TRABAJO POR HACER =
Enumera todas las filas de abajo que contienen la cadena "treadmill" y cópialas sin cambios.

ENTRADAS ENUMERADAS =
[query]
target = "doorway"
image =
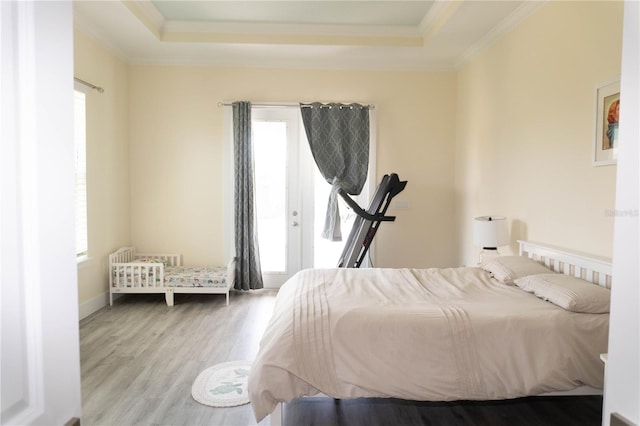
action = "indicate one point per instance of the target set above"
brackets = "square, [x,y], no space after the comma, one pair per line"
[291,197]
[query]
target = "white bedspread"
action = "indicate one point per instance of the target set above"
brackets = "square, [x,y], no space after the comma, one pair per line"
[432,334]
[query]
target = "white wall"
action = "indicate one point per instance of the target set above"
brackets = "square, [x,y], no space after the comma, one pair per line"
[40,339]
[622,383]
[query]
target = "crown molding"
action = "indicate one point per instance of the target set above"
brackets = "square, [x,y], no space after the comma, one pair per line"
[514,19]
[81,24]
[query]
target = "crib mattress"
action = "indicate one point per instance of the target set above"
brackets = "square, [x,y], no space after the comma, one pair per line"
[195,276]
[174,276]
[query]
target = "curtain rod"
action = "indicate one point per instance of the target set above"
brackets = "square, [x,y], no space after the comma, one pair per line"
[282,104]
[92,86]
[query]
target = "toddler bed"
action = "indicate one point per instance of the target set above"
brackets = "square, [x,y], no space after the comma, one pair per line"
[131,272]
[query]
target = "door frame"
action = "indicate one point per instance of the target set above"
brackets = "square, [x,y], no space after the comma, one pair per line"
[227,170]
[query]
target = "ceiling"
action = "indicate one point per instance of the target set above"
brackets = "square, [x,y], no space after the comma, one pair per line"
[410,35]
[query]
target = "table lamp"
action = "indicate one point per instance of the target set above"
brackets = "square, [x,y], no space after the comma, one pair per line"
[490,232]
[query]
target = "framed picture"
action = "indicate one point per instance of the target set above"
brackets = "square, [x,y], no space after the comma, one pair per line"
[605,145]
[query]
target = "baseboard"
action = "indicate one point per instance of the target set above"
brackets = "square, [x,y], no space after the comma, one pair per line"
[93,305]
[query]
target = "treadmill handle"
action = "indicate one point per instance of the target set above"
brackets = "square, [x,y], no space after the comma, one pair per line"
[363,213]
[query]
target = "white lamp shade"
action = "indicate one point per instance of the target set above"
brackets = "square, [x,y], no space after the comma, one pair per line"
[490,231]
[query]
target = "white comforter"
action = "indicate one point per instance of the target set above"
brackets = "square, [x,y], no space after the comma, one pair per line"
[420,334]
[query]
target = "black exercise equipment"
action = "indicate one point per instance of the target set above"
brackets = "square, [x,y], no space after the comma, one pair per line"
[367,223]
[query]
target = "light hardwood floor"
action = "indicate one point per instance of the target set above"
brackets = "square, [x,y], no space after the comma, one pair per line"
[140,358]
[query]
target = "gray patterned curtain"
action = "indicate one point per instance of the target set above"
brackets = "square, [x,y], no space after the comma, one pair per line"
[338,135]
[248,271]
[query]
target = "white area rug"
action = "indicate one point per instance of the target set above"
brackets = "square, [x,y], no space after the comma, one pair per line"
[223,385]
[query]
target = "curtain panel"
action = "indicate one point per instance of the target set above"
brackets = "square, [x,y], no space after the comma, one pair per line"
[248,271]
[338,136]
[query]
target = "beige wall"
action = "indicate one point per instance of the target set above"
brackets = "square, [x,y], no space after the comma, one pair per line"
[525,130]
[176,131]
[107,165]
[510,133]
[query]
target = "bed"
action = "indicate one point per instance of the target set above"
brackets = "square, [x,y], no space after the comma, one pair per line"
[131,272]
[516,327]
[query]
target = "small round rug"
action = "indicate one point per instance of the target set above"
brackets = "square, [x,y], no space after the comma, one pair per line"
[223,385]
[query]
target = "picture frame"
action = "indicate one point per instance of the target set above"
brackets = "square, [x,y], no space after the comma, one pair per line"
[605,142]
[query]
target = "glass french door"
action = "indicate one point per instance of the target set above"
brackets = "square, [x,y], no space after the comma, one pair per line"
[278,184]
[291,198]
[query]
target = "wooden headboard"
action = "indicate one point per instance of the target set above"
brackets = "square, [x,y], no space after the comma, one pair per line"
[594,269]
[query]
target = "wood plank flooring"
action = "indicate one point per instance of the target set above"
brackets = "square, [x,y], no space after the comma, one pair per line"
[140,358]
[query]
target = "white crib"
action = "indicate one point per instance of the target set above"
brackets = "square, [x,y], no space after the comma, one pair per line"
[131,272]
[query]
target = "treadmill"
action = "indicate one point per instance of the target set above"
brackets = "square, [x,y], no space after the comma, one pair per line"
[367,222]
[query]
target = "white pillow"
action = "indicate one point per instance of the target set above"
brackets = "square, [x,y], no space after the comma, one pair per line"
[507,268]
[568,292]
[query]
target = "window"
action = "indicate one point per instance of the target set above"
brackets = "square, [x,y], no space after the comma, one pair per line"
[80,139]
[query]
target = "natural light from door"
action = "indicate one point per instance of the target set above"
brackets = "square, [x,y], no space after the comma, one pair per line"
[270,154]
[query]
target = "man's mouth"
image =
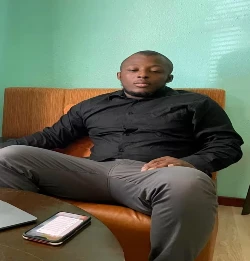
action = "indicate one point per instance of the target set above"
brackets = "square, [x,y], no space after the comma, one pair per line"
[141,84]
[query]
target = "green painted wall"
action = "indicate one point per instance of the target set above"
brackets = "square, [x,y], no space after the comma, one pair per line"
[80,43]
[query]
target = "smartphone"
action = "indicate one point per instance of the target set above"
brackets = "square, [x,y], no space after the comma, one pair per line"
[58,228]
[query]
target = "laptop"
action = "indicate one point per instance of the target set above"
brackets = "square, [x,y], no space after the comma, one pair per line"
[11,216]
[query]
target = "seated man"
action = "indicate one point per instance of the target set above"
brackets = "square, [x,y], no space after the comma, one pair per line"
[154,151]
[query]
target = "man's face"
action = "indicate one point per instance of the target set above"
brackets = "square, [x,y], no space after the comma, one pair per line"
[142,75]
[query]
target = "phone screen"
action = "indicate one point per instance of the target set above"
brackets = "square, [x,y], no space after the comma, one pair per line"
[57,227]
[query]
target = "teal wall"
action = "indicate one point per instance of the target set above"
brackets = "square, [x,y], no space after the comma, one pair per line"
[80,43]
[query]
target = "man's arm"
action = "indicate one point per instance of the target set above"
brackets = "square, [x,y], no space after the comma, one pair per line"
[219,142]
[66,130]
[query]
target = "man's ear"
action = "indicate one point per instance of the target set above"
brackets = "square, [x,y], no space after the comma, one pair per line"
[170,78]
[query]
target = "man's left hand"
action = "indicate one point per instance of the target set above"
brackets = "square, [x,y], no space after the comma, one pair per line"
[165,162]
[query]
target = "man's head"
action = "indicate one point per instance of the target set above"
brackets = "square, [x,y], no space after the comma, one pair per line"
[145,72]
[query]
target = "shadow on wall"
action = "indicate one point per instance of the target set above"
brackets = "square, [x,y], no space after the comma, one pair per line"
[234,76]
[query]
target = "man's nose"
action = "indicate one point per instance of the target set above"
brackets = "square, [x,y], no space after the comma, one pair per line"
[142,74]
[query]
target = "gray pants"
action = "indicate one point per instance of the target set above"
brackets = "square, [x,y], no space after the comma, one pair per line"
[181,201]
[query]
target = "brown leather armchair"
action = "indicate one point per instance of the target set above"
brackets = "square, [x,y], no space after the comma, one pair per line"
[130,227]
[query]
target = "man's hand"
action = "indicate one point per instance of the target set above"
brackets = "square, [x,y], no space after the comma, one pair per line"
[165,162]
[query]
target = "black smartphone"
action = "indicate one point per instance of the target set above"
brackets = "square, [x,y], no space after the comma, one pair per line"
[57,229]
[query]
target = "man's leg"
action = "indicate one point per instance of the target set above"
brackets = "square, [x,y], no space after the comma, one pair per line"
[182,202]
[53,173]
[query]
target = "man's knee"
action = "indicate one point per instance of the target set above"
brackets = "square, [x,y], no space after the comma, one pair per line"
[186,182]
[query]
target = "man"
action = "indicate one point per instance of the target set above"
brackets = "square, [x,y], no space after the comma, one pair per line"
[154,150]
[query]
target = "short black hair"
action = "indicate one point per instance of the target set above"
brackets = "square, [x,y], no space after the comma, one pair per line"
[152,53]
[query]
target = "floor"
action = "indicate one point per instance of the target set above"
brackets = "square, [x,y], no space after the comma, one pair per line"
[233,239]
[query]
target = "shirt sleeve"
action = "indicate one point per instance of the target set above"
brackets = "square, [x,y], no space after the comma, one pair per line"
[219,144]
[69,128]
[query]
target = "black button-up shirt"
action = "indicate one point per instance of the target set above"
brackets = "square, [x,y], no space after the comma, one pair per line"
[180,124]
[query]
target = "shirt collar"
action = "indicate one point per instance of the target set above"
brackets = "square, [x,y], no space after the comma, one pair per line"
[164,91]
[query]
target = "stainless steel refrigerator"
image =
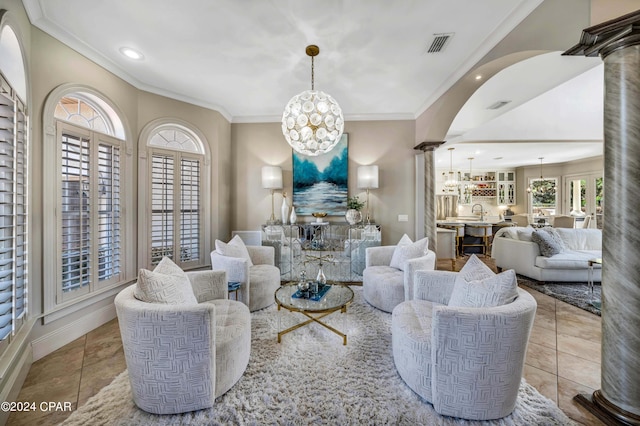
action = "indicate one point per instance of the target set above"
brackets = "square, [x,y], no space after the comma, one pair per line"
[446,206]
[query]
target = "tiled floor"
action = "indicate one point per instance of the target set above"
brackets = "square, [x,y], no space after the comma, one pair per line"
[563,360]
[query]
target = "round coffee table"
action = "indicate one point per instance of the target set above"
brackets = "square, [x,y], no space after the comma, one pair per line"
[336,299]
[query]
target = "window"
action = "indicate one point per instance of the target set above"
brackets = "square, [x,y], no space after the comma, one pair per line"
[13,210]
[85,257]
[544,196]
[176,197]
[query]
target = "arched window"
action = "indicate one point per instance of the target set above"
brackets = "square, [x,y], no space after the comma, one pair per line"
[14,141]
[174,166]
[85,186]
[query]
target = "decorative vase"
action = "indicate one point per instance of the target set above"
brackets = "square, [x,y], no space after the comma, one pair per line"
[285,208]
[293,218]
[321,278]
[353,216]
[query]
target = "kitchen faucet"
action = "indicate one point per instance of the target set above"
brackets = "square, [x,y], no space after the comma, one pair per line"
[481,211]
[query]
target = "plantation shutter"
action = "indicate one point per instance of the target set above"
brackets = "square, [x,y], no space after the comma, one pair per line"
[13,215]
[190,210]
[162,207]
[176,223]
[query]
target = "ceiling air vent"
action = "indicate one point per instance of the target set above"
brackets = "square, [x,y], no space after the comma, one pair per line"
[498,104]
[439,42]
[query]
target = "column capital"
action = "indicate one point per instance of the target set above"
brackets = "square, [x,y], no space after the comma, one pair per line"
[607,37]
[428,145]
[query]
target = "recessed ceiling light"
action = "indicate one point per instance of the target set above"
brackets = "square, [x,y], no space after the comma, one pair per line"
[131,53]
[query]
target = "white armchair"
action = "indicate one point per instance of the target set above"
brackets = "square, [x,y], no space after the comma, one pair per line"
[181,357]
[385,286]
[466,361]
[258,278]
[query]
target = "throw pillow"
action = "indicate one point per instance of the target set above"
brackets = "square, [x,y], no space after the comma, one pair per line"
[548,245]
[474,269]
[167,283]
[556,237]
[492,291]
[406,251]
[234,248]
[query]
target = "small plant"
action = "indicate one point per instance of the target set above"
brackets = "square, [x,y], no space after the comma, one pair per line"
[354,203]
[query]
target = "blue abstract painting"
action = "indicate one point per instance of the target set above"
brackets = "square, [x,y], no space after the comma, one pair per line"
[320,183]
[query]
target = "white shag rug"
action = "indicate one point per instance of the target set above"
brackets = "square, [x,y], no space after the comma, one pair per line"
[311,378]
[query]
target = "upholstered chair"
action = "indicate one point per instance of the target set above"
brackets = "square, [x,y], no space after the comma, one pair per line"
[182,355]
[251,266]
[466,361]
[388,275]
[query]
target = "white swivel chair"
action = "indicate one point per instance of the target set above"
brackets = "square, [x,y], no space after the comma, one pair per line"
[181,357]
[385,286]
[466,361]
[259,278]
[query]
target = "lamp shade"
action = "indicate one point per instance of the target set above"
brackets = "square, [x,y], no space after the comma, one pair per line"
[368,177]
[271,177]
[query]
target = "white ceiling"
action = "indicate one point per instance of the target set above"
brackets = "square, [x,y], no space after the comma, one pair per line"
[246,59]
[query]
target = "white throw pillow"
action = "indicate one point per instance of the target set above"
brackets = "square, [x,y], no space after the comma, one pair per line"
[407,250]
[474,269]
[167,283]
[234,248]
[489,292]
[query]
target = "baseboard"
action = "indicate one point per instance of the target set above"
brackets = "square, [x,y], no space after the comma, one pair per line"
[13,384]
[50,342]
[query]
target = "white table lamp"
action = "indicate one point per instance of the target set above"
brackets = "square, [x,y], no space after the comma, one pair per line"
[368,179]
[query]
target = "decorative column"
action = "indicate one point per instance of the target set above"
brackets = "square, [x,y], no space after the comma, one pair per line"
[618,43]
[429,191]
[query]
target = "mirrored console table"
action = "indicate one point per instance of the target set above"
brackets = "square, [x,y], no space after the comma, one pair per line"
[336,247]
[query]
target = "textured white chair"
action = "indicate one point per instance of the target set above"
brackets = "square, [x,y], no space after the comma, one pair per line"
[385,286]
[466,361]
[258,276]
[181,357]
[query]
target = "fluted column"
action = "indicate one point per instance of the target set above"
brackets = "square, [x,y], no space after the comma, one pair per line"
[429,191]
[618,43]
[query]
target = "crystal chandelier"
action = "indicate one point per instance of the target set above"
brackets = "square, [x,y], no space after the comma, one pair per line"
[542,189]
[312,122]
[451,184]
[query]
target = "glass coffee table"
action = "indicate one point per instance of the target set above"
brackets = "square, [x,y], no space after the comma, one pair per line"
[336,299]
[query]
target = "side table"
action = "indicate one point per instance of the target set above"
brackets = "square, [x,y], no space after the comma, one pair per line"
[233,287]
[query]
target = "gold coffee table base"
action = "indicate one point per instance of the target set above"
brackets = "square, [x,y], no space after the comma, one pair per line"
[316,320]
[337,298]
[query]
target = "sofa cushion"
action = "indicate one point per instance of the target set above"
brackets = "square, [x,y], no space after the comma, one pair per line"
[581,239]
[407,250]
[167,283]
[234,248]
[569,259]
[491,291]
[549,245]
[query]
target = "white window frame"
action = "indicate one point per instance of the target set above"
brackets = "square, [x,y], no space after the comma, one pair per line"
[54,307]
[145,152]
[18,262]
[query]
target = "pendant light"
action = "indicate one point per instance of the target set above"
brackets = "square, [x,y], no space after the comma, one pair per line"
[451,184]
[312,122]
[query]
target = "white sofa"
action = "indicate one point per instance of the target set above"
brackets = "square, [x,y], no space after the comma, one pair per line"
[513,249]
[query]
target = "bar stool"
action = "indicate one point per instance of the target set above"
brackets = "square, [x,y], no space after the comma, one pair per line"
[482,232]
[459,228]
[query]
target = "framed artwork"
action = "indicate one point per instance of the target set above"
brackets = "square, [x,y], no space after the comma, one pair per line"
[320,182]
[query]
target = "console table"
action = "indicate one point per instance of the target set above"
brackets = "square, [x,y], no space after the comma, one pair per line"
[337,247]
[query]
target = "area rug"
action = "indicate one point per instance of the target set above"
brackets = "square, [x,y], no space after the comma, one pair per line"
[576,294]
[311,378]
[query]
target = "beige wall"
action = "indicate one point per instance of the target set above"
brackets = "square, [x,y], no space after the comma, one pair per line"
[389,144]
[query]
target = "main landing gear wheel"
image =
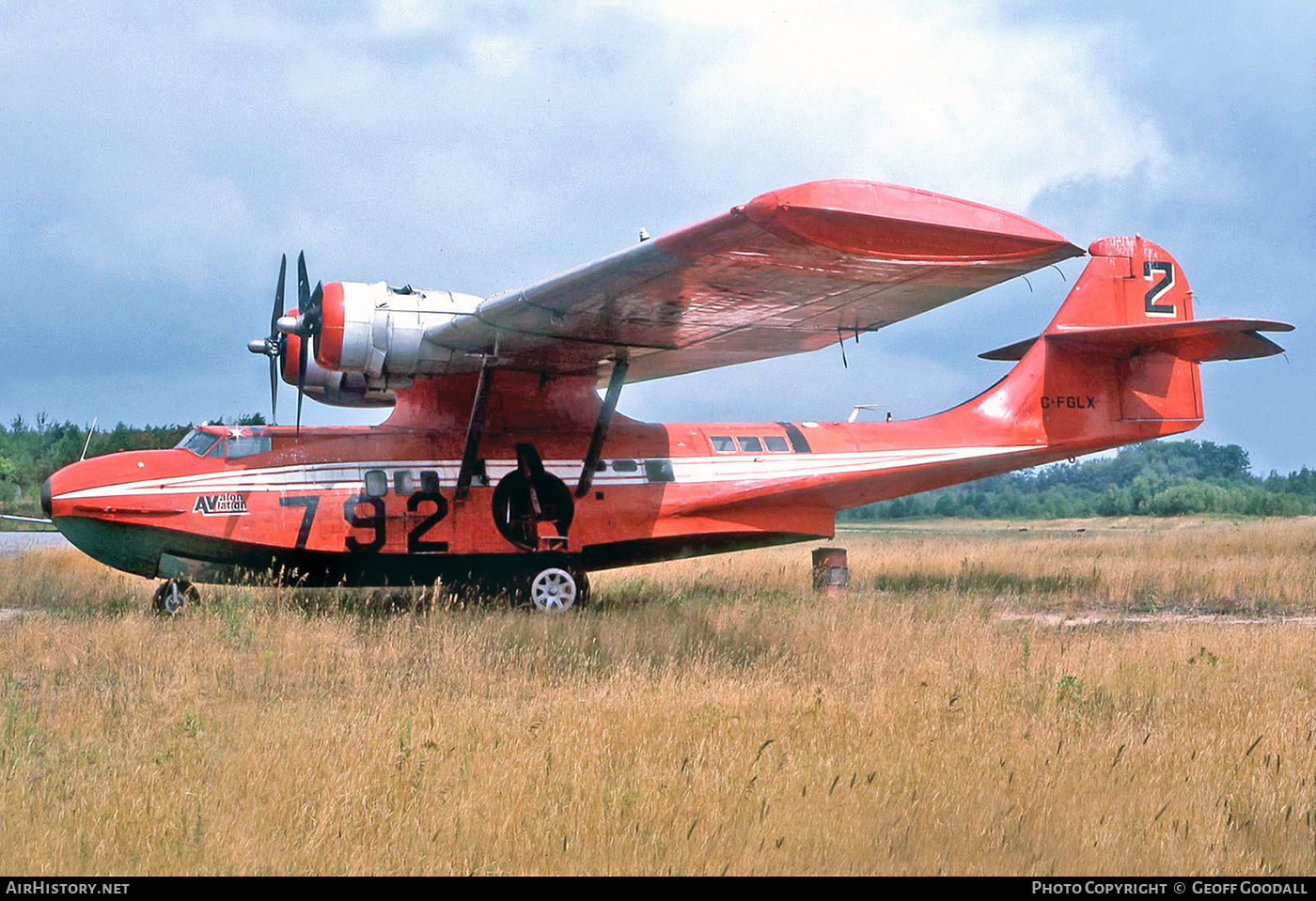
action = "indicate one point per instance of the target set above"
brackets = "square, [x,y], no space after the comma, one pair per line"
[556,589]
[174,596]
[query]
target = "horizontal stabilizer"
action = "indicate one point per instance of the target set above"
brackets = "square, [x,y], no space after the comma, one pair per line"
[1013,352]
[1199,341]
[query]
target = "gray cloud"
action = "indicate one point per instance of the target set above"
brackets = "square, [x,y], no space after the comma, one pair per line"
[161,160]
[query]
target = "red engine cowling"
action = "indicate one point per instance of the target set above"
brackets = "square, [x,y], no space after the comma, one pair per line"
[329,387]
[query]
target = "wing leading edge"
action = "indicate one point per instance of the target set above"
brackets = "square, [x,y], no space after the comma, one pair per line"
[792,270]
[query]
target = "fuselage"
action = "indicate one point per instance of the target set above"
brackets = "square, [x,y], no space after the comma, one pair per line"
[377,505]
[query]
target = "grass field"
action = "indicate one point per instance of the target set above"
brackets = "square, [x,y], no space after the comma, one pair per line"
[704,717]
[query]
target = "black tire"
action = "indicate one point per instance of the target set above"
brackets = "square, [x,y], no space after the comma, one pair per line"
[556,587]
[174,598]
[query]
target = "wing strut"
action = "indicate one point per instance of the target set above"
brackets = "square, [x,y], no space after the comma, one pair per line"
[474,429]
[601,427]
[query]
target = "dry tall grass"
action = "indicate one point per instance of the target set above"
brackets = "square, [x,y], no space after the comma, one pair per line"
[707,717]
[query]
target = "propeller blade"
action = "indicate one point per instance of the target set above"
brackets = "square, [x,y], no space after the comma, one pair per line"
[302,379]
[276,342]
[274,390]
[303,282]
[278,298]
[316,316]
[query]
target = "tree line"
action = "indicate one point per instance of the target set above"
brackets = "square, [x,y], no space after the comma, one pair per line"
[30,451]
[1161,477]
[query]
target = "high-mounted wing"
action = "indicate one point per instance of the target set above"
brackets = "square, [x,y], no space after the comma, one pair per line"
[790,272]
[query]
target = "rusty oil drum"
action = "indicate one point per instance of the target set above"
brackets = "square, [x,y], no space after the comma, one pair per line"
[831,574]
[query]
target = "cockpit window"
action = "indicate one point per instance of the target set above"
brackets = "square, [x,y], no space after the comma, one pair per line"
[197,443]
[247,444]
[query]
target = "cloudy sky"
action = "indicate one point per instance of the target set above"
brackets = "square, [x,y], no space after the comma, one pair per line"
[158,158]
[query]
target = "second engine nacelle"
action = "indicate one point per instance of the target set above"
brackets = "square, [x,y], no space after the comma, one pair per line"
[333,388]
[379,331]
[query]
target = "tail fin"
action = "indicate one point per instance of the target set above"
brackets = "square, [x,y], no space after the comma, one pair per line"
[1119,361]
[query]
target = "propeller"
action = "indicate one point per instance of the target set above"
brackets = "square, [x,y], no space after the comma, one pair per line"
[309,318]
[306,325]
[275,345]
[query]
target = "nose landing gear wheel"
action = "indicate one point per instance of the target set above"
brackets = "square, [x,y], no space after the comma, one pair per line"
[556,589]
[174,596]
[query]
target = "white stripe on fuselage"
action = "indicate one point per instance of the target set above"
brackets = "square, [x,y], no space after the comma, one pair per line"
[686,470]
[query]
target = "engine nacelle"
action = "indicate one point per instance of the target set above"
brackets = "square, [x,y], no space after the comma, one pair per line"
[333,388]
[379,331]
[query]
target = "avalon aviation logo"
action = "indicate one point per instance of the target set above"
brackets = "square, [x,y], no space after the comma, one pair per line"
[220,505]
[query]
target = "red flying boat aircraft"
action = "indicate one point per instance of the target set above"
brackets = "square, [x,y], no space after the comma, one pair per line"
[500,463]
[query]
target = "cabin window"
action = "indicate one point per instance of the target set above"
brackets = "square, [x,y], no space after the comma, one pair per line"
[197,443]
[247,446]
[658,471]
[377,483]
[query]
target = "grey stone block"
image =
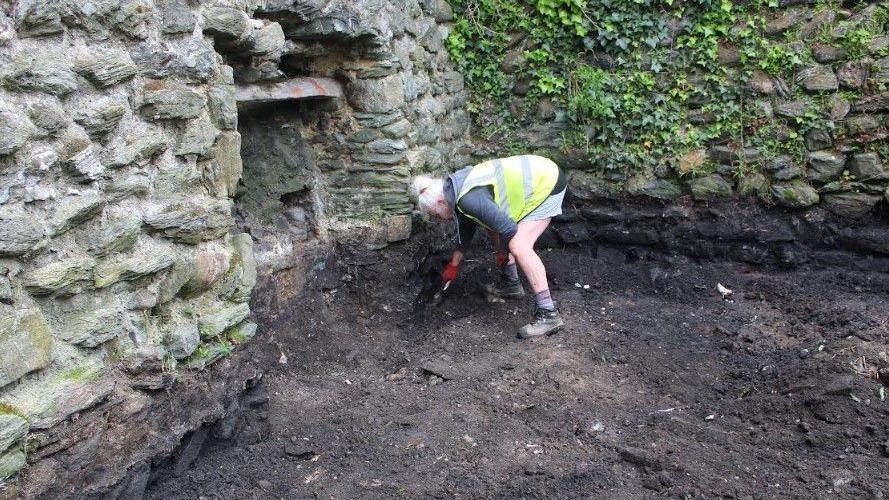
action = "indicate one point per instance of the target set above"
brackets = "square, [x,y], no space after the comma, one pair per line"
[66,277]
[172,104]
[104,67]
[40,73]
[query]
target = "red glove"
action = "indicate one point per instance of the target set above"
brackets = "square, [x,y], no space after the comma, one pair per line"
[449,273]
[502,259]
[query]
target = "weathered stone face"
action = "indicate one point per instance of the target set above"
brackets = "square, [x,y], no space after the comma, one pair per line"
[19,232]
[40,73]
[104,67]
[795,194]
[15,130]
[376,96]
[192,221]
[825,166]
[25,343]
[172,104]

EJERCICIO RESUELTO =
target = "treadmill handle"
target = "treadmill"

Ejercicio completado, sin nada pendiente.